Page excerpt ::
The registrant’s other certifying officer and I are responsible for establishing and maintaining disclosure controls and procedures (as defined in Exchange Act Rules 13a-15(e) and 15d-15(e)) and internal control over financial reporting (as defined in Exchange Act Rules 13a-15(f) and 15d-15(f)) for the registrant and have:

a.
Designed such disclosure controls and procedures, or caused such disclosure controls and procedures to be designed under our supervision, to ensure that material information relating to the registrant, including its consolidated subsidiaries, is made known to us by others within those entities, particularly during the period in which this report is being prepared;

b.
Designed such internal control over financial reporting, or caused such internal control over financial reporting to be designed under our supervision, to provide reasonable assurance regarding the reliability of financial reporting and the preparation of financial statements for external purposes in accordance with generally accepted accounting principles;

c.
Evaluated the effectiveness of the registrant’s disclosure controls and procedures and presented in this report our conclusions about the effectiveness of the disclosure controls and procedures, as of the end of the period covered by this report based on such evaluation; and

d.
Disclosed in this report any change in the registrant’s internal control over financial reporting that occurred during the registrant’s most recent fiscal quarter that has materially affected, or is reasonably likely to materially affect, the registrant’s internal control over financial reporting; and

5.
The registrant’s other certifying officer and I have disclosed, based on our most recent evaluation of internal control over financial reporting, to the registrant’s auditors and the audit committee of the registrant’s board of directors (or persons performing the equivalent functions):

a.
All significant deficiencies and material weaknesses in the design or operation of internal control over financial reporting which are reasonably likely to adversely affect the registrant’s ability to record, process, summarize and report financial information; and

b.
Any fraud, whether or not material, that involves management or other employees who have a significant role in the registrant’s internal control over financial reporting.

Date: November 8, 2019
/s/ William C. Crager
 
William C. Crager
 
Interim Chief Executive Officer
 
(Principal Executive Officer)





Exhibit 31.2
 
CHIEF FINANCIAL OFFICER CERTIFICATION
 
I, Peter H. D’Arrigo, certify that:
 
1.
I have reviewed this Quarterly Report on Form 10-Q for the period ended September 30, 2019, of Envestnet, Inc.;

2.
Based on my knowledge, this report does not contain any untrue statement of a material fact or omit to state a material fact necessary to make the statements made, in light of the circumstances under which such statements were made, not misleading with respect to the period covered by this report;

3.
Based on my knowledge, the financial statements, and other financial information included in this report, fairly present in all material respects the financial condition, results of operations and cash flows of the registrant as of, and for, the periods presented in this report;

4.
The registrant’s other certifying officer and I are responsible for establishing and maintaining disclosure controls and procedures (as defined in Exchange Act Rules 13a-15(e) and 15d-15(e)) and internal control over financial reporting (as defined in Exchange Act Rules 13a-15(f) and 15d-15(f)) for the registrant and have:

a.

Record extracts ::
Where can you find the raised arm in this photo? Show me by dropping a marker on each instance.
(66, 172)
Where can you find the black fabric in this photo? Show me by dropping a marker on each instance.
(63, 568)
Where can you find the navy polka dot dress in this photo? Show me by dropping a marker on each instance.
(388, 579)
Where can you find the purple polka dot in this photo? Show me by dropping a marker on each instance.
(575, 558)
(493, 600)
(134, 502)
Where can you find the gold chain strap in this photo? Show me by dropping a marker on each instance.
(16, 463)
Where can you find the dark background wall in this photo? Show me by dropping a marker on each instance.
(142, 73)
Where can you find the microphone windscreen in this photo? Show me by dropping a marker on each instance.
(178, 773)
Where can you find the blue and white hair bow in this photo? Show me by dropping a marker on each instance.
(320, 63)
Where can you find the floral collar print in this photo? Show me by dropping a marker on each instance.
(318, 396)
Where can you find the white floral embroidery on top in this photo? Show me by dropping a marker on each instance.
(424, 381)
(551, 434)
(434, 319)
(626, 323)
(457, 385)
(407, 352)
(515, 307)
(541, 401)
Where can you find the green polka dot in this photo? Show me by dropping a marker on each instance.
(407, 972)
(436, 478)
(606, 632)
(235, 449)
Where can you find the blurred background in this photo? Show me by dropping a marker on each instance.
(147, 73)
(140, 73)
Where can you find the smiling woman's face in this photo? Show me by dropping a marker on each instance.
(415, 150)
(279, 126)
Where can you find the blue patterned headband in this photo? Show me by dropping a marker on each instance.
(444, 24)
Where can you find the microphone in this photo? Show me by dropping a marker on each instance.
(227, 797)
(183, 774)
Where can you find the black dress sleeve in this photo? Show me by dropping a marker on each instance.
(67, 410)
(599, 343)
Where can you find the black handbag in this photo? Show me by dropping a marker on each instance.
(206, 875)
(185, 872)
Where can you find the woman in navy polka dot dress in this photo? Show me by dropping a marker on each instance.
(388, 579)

Short task 1 :: In the officer certification text, what period end date is given for the Quarterly Report on Form 10-Q?
Short task 2 :: Reproduce the part of the officer certification text that opens with the words containing "Any fraud, whether" and closes with "(Principal Executive Officer)".
Short task 3 :: Write the next part of the officer certification text, picking up after its final line.

Exercise output 1 :: September 30, 2019

Exercise output 2 ::
Any fraud, whether or not material, that involves management or other employees who have a significant role in the registrant’s internal control over financial reporting.

Date: November 8, 2019
/s/ William C. Crager
 
William C. Crager
 
Interim Chief Executive Officer
 
(Principal Executive Officer)

Exercise output 3 ::
Designed such disclosure controls and procedures, or caused such disclosure controls and procedures to be designed under our supervision, to ensure that material information relating to the registrant, including its consolidated subsidiaries, is made known to us by others within those entities, particularly during the period in which this report is being prepared;

b.
Designed such internal control over financial reporting, or caused such internal control over financial reporting to be designed under our supervision, to provide reasonable assurance regarding the reliability of financial reporting and the preparation of financial statements for external purposes in accordance with generally accepted accounting principles;

c.
Evaluated the effectiveness of the registrant’s disclosure controls and procedures and presented in this report our conclusions about the effectiveness of the disclosure controls and procedures, as of the end of the period covered by this report based on such evaluation; and

d.
Disclosed in this report any change in the registrant’s internal control over financial reporting that occurred during the registrant’s most recent fiscal quarter that has materially affected, or is reasonably likely to materially affect, the registrant’s internal control over financial reporting; and

5.
The registrant’s other certifying officer and I have disclosed, based on our most recent evaluation of internal control over financial reporting, to the registrant’s auditors and the audit committee of the registrant’s board of directors (or persons performing the equivalent functions):

a.
All significant deficiencies and material weaknesses in the design or operation of internal control over financial reporting which are reasonably likely to adversely affect the registrant’s ability to record, process, summarize and report financial information; and

b.
Any fraud, whether or not material, that involves management or other employees who have a significant role in the registrant’s internal control over financial reporting.

Date: November 8, 2019
/s/ Peter H. D’Arrigo
 
Peter H. D’Arrigo
 
Chief Financial Officer
 
(Principal Financial Officer)





Exhibit 32.1
 
CERTIFICATION PURSUANT TO
18 U.S.C. SECTION 1350,
AS ADOPTED PURSUANT TO
SECTION 906 OF THE SARBANES-OXLEY ACT OF 2002

In connection with the Quarterly Report of Envestnet, Inc. (the “Company”) on Form 10-Q for the period ended September 30, 2019 as filed with the Securities and Exchange Commission on the date hereof (the “Report”), I, William Crager, certify, pursuant to 18 U.S.C. §1350, as adopted pursuant to §906 of the Sarbanes-Oxley Act of 2002, that, to the best of my knowledge and belief:

(1)
The Report fully complies with the requirements of section 13(a) or 15(d) of the Securities Exchange Act of 1934; and

(2)
The information contained in the Report fairly presents, in all material respects, the financial condition and result of operations of the Company.
/s/ William C. Crager
 
By: William C. Crager
Interim Chief Executive Officer
(Principal Executive Officer)
 
Dated: November 8, 2019

A signed original of this written statement required by Section 906, or other document authenticating, acknowledging, or otherwise adopting the signature that appears in typed form within the electronic version of this written statement has been provided to the Company and will be retained by the Company and furnished to the Securities and Exchange Commission or its staff upon request.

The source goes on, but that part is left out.